EXCERPT —
[start]
Design Guru Critiques Apple Retail Store
xdfgf writes "Paco Underhill, CEO of Envirosell, gives an overview, and explains aspects, of the floor plan of the SoHo Apple store. Quote from the article: 'If success lurks in details like those, it explains why Apple CEO Steve Jobs spends half a day each week with a 20-member design team, hashing out tweak after tweak in each of his 53 retail stores. In one session, the group agonized over three types of lighting to get Jobs's iMacs to shine just as they do in glossy ads.'"
As an architect, design consultants make my blood boil. While Mr Underhill may have spent hours in the local mall, noticing that people wander counterclockwise, a list of rules to follow does not a good design make.
His suggestions- glass staircase scares off the oldsters, an "In Stock Now!" sign so people could tell it was a store, and putting more tchochkes at the checkout to get those impulsive spenders- all reek of items that would work well in a supermarket. I'm sure this guy makes millions getting retail corporate sheep to follow his dogmatic design rules (and they are dogmatic- I would hardly call some behavioral observations "science", no matter what the title of his book is.) but if he could step back and realize the kind of people Apple is marketing towards (at the very minimum, a group of people who appreciate good design) then he would know that those people who aren't afraid of a Unix-based operating system sure as hell aren't going to be afraid of a glass staircase. These people will be annoyed by cheap signs littered throughout a space trying to grab your attention (the architectural equivalent of a blinking banner ad) and the few coffee cups at the checkout counter trying to squeeze an extra four dollars out of you while you are waiting in line to spend two thousand.
This is the kind of genius that thinks they should put some kind of pricing special into their ads (Order now and get the Yao Ming/Mini Me combination Powerbook/bobblehead free! Operators are standing by!)
Strange how he picked an atypcial store to analyze. Most Apple stores are one floor. In any case, one hopes there's more to his analysis than just the 7 points he mentions, especially since the Apple Store apparently fails five of them. (But a concession stand in an Apple Store? What, instead of free Evian?) Nevertheless, Apple Stores are, even by the author's own account, a success, so you have to wonder if perhaps the rules are flawed. It may be precisely because Apple Stores are so different that people are intruiged by almost everything in the store.
As a side note, I have to wonder how many females traverse the glass staircase in skirts or dresses.
[end]
PROVIDED DATA —
[start]
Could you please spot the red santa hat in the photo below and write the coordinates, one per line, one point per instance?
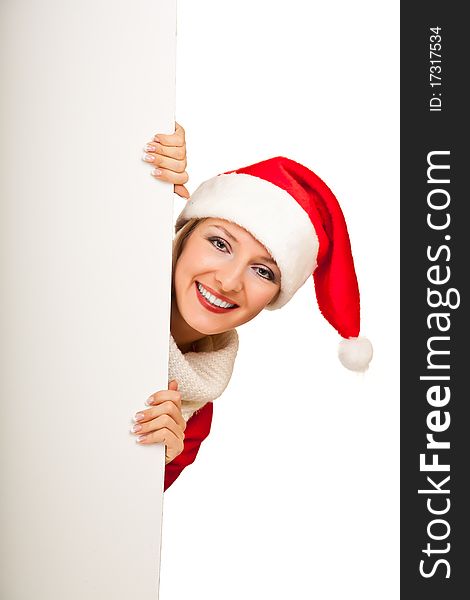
(296, 216)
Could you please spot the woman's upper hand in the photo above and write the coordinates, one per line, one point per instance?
(162, 422)
(167, 153)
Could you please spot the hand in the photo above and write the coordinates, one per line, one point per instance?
(168, 154)
(163, 422)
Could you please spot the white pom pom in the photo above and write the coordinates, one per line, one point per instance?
(355, 353)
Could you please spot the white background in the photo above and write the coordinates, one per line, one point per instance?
(295, 494)
(85, 236)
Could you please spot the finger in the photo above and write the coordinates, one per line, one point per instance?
(178, 166)
(165, 408)
(163, 436)
(161, 422)
(170, 176)
(182, 191)
(164, 396)
(178, 152)
(173, 139)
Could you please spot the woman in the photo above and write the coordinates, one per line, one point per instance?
(247, 240)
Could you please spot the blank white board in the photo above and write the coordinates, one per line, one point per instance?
(85, 294)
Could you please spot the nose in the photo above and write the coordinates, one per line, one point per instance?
(230, 277)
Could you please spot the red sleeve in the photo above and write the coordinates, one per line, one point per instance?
(197, 429)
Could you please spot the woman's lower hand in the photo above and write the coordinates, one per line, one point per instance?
(167, 153)
(162, 422)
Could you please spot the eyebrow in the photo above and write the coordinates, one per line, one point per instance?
(234, 239)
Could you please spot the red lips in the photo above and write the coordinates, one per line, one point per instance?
(208, 305)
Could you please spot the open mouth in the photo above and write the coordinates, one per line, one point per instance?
(211, 302)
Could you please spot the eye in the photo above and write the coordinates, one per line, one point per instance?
(215, 240)
(269, 274)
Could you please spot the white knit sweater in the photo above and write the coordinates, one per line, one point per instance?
(204, 374)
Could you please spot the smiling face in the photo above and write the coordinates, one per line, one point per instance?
(223, 277)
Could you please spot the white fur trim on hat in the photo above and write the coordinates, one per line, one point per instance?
(270, 214)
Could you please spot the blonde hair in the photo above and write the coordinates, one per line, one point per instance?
(178, 244)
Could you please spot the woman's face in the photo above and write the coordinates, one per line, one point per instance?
(224, 260)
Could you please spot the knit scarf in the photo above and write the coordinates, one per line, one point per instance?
(204, 374)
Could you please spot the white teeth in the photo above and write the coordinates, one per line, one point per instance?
(212, 299)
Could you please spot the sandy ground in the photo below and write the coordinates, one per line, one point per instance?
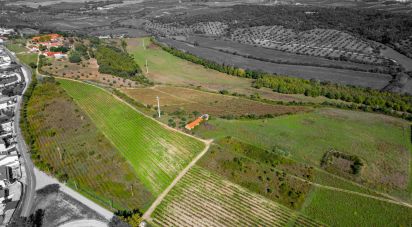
(84, 223)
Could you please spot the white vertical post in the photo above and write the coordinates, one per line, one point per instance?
(147, 68)
(158, 105)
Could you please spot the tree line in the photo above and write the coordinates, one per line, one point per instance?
(376, 101)
(114, 61)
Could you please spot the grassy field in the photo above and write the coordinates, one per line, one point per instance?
(184, 99)
(261, 171)
(17, 45)
(70, 144)
(382, 142)
(27, 58)
(167, 69)
(156, 153)
(342, 209)
(201, 199)
(86, 70)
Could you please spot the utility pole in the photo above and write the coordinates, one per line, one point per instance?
(158, 105)
(147, 68)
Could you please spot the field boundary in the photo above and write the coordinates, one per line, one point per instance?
(159, 199)
(134, 108)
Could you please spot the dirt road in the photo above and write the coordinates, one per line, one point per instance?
(148, 213)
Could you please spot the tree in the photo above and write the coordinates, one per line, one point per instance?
(124, 45)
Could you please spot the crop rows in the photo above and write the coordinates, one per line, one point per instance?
(317, 42)
(205, 199)
(66, 140)
(156, 153)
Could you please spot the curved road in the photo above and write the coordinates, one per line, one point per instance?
(26, 202)
(84, 223)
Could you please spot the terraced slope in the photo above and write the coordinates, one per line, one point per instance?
(202, 198)
(156, 153)
(69, 146)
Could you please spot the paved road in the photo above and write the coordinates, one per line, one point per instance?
(44, 179)
(159, 199)
(84, 223)
(26, 203)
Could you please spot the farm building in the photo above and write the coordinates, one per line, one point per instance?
(196, 122)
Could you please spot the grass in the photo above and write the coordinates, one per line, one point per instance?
(16, 45)
(264, 172)
(383, 142)
(184, 99)
(86, 70)
(206, 199)
(169, 69)
(156, 153)
(342, 209)
(68, 141)
(166, 68)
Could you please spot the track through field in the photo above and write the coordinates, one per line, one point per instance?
(156, 153)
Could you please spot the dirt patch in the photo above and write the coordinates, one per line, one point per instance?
(184, 100)
(60, 208)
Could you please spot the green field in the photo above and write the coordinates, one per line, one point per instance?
(168, 69)
(203, 198)
(68, 145)
(17, 45)
(27, 58)
(156, 153)
(383, 142)
(342, 209)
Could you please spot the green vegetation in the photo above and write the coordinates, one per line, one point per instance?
(75, 57)
(166, 68)
(204, 198)
(114, 61)
(376, 100)
(383, 143)
(64, 142)
(28, 59)
(259, 170)
(343, 209)
(157, 154)
(371, 100)
(16, 45)
(377, 25)
(59, 49)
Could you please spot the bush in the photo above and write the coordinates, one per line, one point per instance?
(116, 62)
(74, 57)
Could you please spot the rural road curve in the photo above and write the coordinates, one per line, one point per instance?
(84, 223)
(26, 201)
(148, 213)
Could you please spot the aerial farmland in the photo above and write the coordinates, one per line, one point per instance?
(228, 113)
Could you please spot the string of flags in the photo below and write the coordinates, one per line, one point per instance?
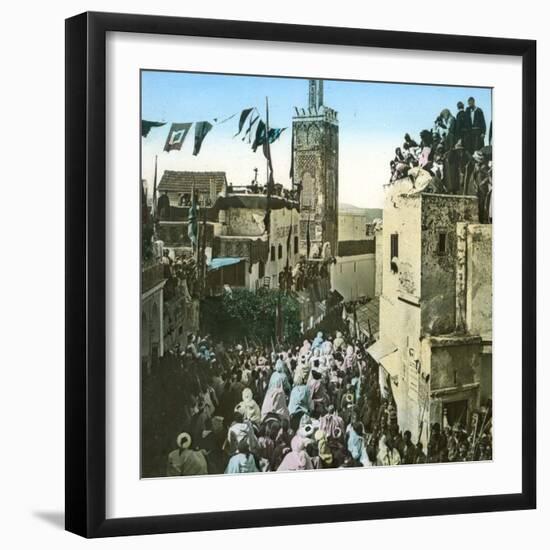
(251, 128)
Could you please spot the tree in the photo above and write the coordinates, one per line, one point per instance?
(242, 313)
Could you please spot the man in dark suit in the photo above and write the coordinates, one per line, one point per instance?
(462, 124)
(478, 127)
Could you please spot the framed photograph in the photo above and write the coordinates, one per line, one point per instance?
(289, 288)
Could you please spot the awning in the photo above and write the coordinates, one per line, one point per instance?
(218, 263)
(380, 349)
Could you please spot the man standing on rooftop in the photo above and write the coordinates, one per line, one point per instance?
(477, 124)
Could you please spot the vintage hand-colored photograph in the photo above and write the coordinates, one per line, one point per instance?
(316, 274)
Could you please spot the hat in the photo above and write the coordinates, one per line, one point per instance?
(184, 440)
(307, 430)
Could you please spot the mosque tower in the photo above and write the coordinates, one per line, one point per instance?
(315, 167)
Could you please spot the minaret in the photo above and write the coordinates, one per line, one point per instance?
(315, 167)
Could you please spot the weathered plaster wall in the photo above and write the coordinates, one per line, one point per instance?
(479, 286)
(351, 227)
(316, 167)
(249, 222)
(353, 276)
(453, 366)
(402, 216)
(440, 215)
(245, 221)
(378, 259)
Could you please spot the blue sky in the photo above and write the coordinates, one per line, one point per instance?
(373, 117)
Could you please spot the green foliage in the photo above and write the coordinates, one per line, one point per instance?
(252, 315)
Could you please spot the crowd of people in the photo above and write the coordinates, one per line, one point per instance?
(249, 408)
(453, 155)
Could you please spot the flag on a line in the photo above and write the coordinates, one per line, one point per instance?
(244, 115)
(176, 136)
(146, 126)
(201, 129)
(193, 220)
(251, 123)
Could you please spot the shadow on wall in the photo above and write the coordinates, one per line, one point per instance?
(54, 518)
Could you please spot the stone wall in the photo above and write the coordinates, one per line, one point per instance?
(440, 215)
(316, 168)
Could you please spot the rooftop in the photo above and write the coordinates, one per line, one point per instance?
(174, 181)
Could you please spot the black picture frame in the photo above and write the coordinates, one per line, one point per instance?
(85, 273)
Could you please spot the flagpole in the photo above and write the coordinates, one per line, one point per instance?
(155, 189)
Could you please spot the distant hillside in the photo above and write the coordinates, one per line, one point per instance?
(370, 213)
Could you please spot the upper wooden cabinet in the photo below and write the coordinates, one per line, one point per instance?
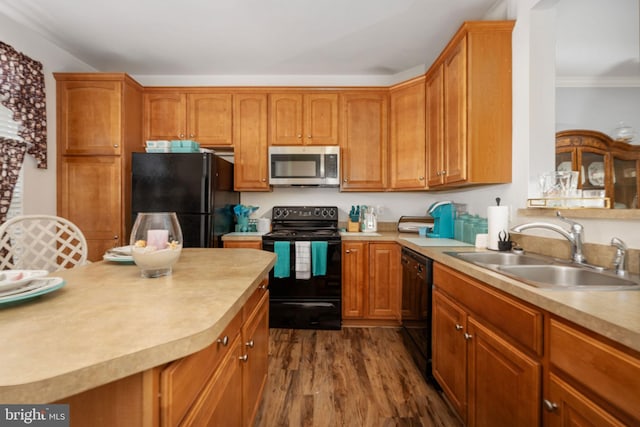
(99, 118)
(204, 117)
(363, 126)
(303, 119)
(468, 96)
(90, 115)
(602, 163)
(407, 153)
(250, 142)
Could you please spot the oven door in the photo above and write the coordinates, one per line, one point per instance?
(314, 303)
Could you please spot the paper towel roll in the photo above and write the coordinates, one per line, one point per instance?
(497, 221)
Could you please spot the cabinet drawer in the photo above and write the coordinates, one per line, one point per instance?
(520, 322)
(182, 380)
(606, 371)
[end]
WORK TO COMPLETE — Please revise the Apple store critique by writing out the passage starting at "As an architect, design" and ending at "good design make.", with "architect" changed to "urban planner" throughout.

RESULT OF THIS TASK —
As an urban planner, design consultants make my blood boil. While Mr Underhill may have spent hours in the local mall, noticing that people wander counterclockwise, a list of rules to follow does not a good design make.